*Excerpts of bounding box data:*
====
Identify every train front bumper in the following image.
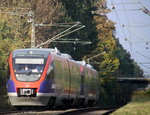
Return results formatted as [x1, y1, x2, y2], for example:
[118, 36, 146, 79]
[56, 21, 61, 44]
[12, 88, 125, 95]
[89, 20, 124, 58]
[8, 93, 54, 106]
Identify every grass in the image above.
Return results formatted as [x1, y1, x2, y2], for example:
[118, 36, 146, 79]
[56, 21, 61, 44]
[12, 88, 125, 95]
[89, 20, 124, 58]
[0, 83, 10, 109]
[111, 90, 150, 115]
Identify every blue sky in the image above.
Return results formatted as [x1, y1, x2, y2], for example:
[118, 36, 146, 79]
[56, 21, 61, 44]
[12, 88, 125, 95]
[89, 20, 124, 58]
[107, 0, 150, 77]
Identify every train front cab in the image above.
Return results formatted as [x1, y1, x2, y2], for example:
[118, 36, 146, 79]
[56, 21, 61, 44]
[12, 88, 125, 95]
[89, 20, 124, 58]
[7, 50, 56, 106]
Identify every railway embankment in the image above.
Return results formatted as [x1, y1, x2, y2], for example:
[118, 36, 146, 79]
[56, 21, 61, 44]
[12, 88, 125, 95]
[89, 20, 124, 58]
[111, 89, 150, 115]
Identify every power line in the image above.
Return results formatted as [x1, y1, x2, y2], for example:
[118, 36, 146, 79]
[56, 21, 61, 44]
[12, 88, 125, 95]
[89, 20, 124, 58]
[136, 51, 150, 59]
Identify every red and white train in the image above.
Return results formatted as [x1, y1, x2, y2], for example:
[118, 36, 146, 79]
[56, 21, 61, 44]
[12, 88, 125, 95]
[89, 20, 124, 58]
[7, 49, 99, 107]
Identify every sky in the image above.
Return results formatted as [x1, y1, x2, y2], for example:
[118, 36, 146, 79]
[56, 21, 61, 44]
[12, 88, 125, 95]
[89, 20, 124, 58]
[107, 0, 150, 77]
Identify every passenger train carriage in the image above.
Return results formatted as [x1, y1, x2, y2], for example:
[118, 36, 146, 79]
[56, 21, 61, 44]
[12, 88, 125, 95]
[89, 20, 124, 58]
[7, 49, 99, 107]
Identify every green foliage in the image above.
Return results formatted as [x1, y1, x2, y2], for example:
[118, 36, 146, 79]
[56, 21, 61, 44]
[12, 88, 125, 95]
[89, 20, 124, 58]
[132, 89, 150, 101]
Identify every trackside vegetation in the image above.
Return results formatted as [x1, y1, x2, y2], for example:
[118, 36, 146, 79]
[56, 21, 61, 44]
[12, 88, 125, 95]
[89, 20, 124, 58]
[0, 0, 143, 109]
[111, 89, 150, 115]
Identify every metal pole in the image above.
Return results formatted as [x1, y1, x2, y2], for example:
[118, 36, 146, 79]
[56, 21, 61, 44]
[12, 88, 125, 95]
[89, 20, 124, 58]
[31, 21, 35, 48]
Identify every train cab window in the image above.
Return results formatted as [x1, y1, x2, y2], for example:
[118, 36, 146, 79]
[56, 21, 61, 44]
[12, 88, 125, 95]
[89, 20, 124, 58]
[13, 57, 46, 82]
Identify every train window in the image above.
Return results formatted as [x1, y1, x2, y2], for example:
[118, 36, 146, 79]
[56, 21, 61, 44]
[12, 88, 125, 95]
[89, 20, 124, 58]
[13, 58, 46, 82]
[14, 58, 44, 73]
[46, 63, 54, 79]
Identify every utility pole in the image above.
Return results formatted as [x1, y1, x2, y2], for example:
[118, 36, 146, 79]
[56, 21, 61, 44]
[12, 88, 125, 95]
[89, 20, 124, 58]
[28, 11, 35, 48]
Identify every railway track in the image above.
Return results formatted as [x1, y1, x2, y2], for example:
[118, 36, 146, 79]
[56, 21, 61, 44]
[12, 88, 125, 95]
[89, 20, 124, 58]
[0, 107, 118, 115]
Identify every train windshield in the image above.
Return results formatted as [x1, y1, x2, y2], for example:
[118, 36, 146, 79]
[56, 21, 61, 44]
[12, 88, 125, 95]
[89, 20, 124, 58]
[14, 58, 45, 81]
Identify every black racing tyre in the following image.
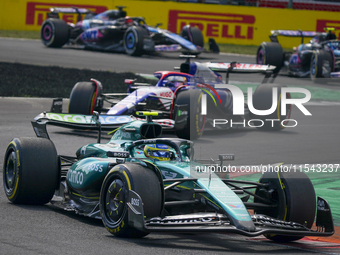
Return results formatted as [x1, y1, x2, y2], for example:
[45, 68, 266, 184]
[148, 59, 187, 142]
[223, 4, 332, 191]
====
*Prompt:* Copy out all of the data above with every "Identify" changed to "Locate" and nothing else altered. Leave the pictures out.

*Finished answer:*
Locate every train front bumper in the following image.
Return results formatted as [x1, y1, x2, y2], for example:
[118, 36, 146, 79]
[56, 21, 61, 44]
[12, 88, 125, 95]
[89, 20, 124, 58]
[8, 93, 54, 106]
Locate every grass in the image above.
Return results formatted as [x1, y1, x2, y2], for example:
[118, 36, 146, 79]
[56, 21, 61, 44]
[12, 88, 125, 95]
[89, 20, 124, 58]
[0, 83, 10, 109]
[111, 90, 150, 115]
Locate every blue sky in the image above.
Return results formatted as [x1, y1, x2, y2], for example:
[118, 36, 146, 79]
[56, 21, 61, 44]
[12, 88, 125, 95]
[89, 20, 124, 58]
[107, 0, 150, 77]
Locate every train front cab in the image above.
Return results formatted as [x1, y1, x2, y2], for example:
[118, 36, 146, 79]
[56, 21, 61, 44]
[12, 88, 125, 95]
[89, 20, 124, 58]
[7, 50, 56, 106]
Locate every railway embankment in the image above.
Return results formatted as [x1, y1, x2, y2], for example:
[118, 36, 146, 79]
[56, 21, 61, 44]
[12, 88, 125, 95]
[89, 20, 124, 58]
[111, 89, 150, 115]
Locate every power line in the image above.
Return results formatted as [x1, y1, x2, y2], for example:
[118, 36, 146, 79]
[56, 21, 61, 44]
[12, 88, 125, 95]
[89, 20, 124, 58]
[136, 51, 150, 59]
Locate every red and white train in the image above.
Return results formatted as [x1, y1, x2, y2], for example:
[118, 36, 146, 79]
[56, 21, 61, 44]
[12, 88, 125, 95]
[89, 20, 124, 58]
[7, 49, 99, 107]
Locate every sky in the image above.
Return results formatted as [x1, y1, x2, y2], for example:
[118, 36, 146, 79]
[56, 21, 61, 44]
[12, 88, 125, 95]
[89, 20, 124, 58]
[107, 0, 150, 77]
Locate every passenger train carriage in the image above.
Return results formatted as [x1, y1, x2, y2], for example:
[118, 36, 146, 79]
[56, 21, 61, 44]
[12, 88, 125, 95]
[89, 20, 124, 58]
[7, 49, 99, 107]
Locate every green foliage in the image above.
Return results formatted as [x1, y1, x2, y2], for example:
[118, 36, 146, 79]
[56, 21, 61, 44]
[12, 88, 125, 95]
[89, 20, 124, 58]
[132, 89, 150, 101]
Locate every trackside vegetation in the image above.
Return results formatted as [x1, y1, x2, y2], for example:
[118, 36, 146, 79]
[56, 21, 61, 44]
[12, 88, 125, 95]
[89, 20, 124, 58]
[0, 0, 143, 109]
[111, 89, 150, 115]
Locate every metal pole in the image above.
Return results formatted as [x1, y1, x2, y2], for example:
[118, 36, 146, 79]
[56, 21, 61, 44]
[12, 88, 125, 95]
[89, 20, 124, 58]
[31, 21, 35, 48]
Locate every train cab window in the image above.
Return results formatted as [x1, y1, x2, y2], for example:
[118, 36, 146, 79]
[56, 21, 61, 44]
[12, 88, 125, 95]
[89, 20, 124, 58]
[13, 57, 46, 82]
Locate every train window in the image above.
Return results formatted as [x1, y1, x2, y2], for example:
[118, 36, 146, 79]
[56, 21, 61, 44]
[12, 88, 125, 95]
[89, 20, 124, 58]
[13, 58, 46, 82]
[14, 58, 44, 73]
[46, 63, 54, 79]
Locate every utility pole in the image above.
Return results formatted as [x1, y1, x2, y2], for example:
[118, 36, 146, 79]
[56, 21, 61, 44]
[12, 88, 125, 95]
[89, 20, 124, 58]
[28, 11, 35, 48]
Locate every railway track in the image above.
Return results formatted as [x1, y1, x2, y2], for example:
[118, 36, 146, 79]
[56, 21, 61, 44]
[12, 88, 125, 95]
[89, 20, 124, 58]
[0, 107, 118, 115]
Locate every train windshield in the image above.
Return results formatted as [x1, y1, x2, y2], for example:
[118, 36, 146, 79]
[56, 21, 61, 44]
[12, 88, 125, 95]
[89, 20, 124, 58]
[14, 58, 45, 81]
Locate every black racing tyre in the following image.
Return results formatted as [x1, y1, x2, y2], for example:
[45, 68, 266, 184]
[148, 59, 187, 142]
[223, 4, 332, 191]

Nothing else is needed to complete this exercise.